╭─ Data
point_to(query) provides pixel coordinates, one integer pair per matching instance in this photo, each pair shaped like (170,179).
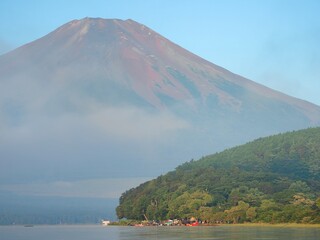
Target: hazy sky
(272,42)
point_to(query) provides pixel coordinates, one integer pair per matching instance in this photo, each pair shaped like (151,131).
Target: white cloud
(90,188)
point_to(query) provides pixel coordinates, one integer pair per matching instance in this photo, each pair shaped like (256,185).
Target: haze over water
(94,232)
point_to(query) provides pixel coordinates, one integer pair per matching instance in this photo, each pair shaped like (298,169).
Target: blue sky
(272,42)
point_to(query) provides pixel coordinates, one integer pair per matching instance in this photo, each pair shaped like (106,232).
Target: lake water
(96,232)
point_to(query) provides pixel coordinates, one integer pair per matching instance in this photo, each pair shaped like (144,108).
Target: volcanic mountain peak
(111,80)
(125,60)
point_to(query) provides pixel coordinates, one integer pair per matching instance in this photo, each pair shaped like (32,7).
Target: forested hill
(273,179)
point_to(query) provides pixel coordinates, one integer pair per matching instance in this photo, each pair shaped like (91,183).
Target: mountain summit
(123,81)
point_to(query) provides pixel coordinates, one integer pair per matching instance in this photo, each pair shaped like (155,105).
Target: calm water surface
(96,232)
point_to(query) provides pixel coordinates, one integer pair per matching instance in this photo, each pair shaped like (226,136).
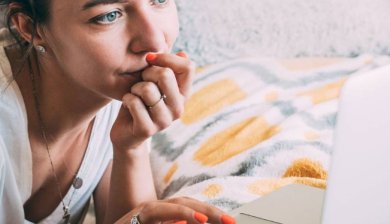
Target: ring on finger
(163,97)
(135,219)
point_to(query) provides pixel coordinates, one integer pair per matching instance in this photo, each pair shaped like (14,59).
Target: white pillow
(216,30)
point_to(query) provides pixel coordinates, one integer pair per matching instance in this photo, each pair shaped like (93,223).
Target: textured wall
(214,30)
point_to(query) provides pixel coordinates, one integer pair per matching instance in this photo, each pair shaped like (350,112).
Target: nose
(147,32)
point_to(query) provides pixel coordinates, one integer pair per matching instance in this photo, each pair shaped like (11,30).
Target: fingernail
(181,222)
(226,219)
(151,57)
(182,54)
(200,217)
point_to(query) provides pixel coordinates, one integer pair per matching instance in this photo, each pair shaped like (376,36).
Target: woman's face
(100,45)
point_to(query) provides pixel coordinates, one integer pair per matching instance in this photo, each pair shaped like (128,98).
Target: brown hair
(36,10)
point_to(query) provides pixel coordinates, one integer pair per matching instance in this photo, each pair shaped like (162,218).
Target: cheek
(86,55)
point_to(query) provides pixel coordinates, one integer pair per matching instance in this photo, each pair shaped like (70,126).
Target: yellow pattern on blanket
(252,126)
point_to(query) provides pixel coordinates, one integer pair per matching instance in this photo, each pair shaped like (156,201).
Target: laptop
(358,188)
╰─
> **Exercise objective**:
Rewrite all of the items above with each "Target" changed to "Object" and everything else kept the same. Leave the pictures out.

> **The reply**:
point_to(query) provides pixel coordinates, one integer pair per matching instance in this photo, each pair shaped like (170,179).
Object: hazy sky
(272,42)
point_to(query) provides pixel coordinates, one integer pair per matching instance in this photo, each pair shaped like (151,131).
Object: white cloud
(90,188)
point_to(query) provides pixel coordinates, one integer pair per matching instance in this photo, each pair shaped like (256,185).
Object: haze over water
(94,232)
point_to(query) provides pixel coordinates, one integer pair per matching instance in this photo, each pair shaped like (298,169).
Object: blue sky
(272,42)
point_to(query) provides pixel coordinates, one integer pair per matching instance in this photo, each pair shaped like (106,232).
Object: lake water
(96,232)
point_to(query) provides pixel coordinates, one integer pair per matching instance in this photo, each pair shaped like (144,108).
Object: volcanic mountain peak
(111,80)
(125,60)
point_to(query) provides pixel coordinates, one integer pair per matching instance in this photo, each pair shaped like (32,7).
Object: forested hill
(273,179)
point_to(query) provides pixel coordinates, one integer pair per matching instance in this photo, each pair shaped like (91,183).
Object: mountain summit
(123,81)
point_to(query) provides pixel coordinates, one integer pair per matching instance in this photo, each pair shaped like (155,105).
Object: calm water surface
(96,232)
point_to(query) provides pixel coordinates, one integer pair per matching instance in this photo, each pair shaped like (226,136).
Object: ring on finger
(163,97)
(135,219)
point_to(query) provides pixel coordinates, one integer pair per matching instance in this photo, each pair shaped like (14,59).
Object: white pillow
(216,30)
point_to(query) provides pixel coordinates, one integer pair per matching instance in this photo, each pair shaped like (93,223).
Object: textured wall
(214,30)
point_to(query) provides pixel coordinates, one integer pair per matching instance in this photo, each pair shaped like (350,112).
Object: nose
(147,32)
point_to(query) provides pixel coordinates, one integer pair per matching instance in this photo, each pair shaped like (11,30).
Object: fingernail
(181,222)
(226,219)
(151,57)
(182,54)
(200,217)
point_to(query) provides pixel coordinates, one integer pair per matching instance in this photo, each pair shaped like (376,36).
Object: woman's face
(100,45)
point_to(query) provides pixel coordinates, one integer pair per matching instance in this photo, each pair shaped like (128,98).
Object: brown hair
(36,10)
point_to(query) provides pixel coordinates, one integer pair per matching instance in this photo, each pair shaped like (162,218).
Object: cheek
(86,55)
point_to(query) provides pixel coordinates, one integer pair per matching instance in this photo, each pair shaped like (70,126).
Object: yellow pattern on blanket
(252,126)
point_to(query) provides pixel coordinates, one integer pair per matching instance in this photo, each pair shaped like (156,201).
Object: laptop
(358,188)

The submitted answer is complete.